At one point we had some difficuly with the navigation as what we thought was the path had been ploughed up and, not 100% sure of our ground, we were reluctant to stomp across ploughed land unnecessarily. We kept to the edge of the field until we reached the road. The road was easy walking, but I was annoyed: bloody farmers are supposed to keep footpaths open and I gained the impression more than once during the weekend that some marvellous hillwalking country was being made less accessible by the Landed Gentry. I wonder how much of this attitude is fostered by the proximity of royalty just down the road at Highgrove?

We had an evening meal at an Eldridge Pope pub in Cirencester, the Black Horse, but it was not great. The food almost made up in quantity for what it lacked in quality, and they only had one beer on. Furthermore, half the bar space seemed to be occupied by unwashed glasses until someone whom I took for the landlady appeared and suddenly things got done. After getting back to our digs, Jeff & I walked to the Golden Fleece again, where Maurice X, the Man from Madagasca (or was it Morocco? Somewhere alliteratively African, anyway) was entertaining the packed house with unnecessarily amplifiied guitar playing. Jeff & I sat outside and drank London Pride.

On the Sunday we did Laurie Lee’s walk, a 7-miler starting and finishing at Bulls Cross. This was another wonderful walk, with much more up-and-down than the previous day’s. However, we found the route rather difficult to follow. The walk is no. 21 in the Pathfinder Guide, Cotswold Walks, and perhaps it didn’t help that we were following the route clockwise when the instructions assumed anticlockwise. We had a good reason for this: it was the only way, we reckoned, to be able to arrive at Laurie Lee’s local, the Woolpack in Slad, at a sensible time for a cooked lunch.

However, many of the paths were overgrown, there were occasions when the waymarks were absent, and quite a few fallen trees made the going difficult. In addition, I don’t recall visiting an area as bad as the Cotswolds for signs telling you what you were not allowed to do. “Private, no footpath!” , “Private road. Footpath only. No bicycles.” Even the local publication, Guide to the Cotswolds, depicts a beautiful lake, the most prominent feature in the photograph being a “No Fishing” sign.

There were some superb views. Here are some.

Once we had overcome our navigational difficulties, during which we disturbed three fallow deer which disappeared into the undergrowth, we found the
 
pub. It does not get a mention in the current Good Beer Guide, but I have seldom been into a finer pub. It served Uley’s beer, of which Old Spot was the favourite. There was also Laurie Lee’s bitter and a basic bitter. For the cider-inclined there was, of course, Rosie’s Cider.

The beer was good, but the food
 
was fantastic. It was a traditional roast, either pork (Gloucester Old Spot, of course) or beef (Aberdeen Angus) and they ran out. Apparenty they had only ordered enough food to supply 80 Sunday lunches, but we got ours!

**SHORT EXERCISE A**
Locate every line in the rows below that contains the string "tree", and copy each of those lines. Case counts.

**TASK INPUT**
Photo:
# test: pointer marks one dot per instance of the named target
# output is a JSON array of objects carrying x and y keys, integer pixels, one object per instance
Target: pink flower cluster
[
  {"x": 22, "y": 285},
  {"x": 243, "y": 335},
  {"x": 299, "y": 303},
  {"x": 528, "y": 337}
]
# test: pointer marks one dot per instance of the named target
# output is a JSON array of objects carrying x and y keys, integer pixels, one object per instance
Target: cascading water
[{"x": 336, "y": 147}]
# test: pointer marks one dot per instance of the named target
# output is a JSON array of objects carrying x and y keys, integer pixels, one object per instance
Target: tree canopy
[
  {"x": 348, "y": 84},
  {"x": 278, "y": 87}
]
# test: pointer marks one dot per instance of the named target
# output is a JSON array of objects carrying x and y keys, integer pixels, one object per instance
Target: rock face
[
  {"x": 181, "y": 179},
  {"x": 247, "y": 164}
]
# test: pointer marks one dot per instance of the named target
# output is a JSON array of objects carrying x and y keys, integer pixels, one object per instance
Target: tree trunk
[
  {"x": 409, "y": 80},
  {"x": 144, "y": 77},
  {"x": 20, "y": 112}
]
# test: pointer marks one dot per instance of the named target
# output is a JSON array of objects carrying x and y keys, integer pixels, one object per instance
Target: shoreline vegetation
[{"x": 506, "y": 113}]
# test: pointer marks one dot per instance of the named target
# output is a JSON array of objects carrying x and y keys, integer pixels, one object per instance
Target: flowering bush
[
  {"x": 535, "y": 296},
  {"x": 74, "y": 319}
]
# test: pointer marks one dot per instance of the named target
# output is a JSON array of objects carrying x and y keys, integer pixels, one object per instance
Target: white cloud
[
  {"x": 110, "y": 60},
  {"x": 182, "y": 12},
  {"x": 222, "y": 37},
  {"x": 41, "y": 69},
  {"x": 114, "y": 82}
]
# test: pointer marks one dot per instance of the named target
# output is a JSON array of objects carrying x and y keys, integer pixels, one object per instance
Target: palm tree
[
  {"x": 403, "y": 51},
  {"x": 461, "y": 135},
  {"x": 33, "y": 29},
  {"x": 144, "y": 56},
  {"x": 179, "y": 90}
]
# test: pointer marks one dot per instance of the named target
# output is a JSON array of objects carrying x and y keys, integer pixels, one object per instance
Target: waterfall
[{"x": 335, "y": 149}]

**SHORT EXERCISE B**
Return everything in the Cotswolds walking account above from "was fantastic. It" down to "we got ours!", copied word for word.

**SOLUTION A**
Target: tree canopy
Target: tree trunk
Target: palm tree

**SOLUTION B**
was fantastic. It was a traditional roast, either pork (Gloucester Old Spot, of course) or beef (Aberdeen Angus) and they ran out. Apparenty they had only ordered enough food to supply 80 Sunday lunches, but we got ours!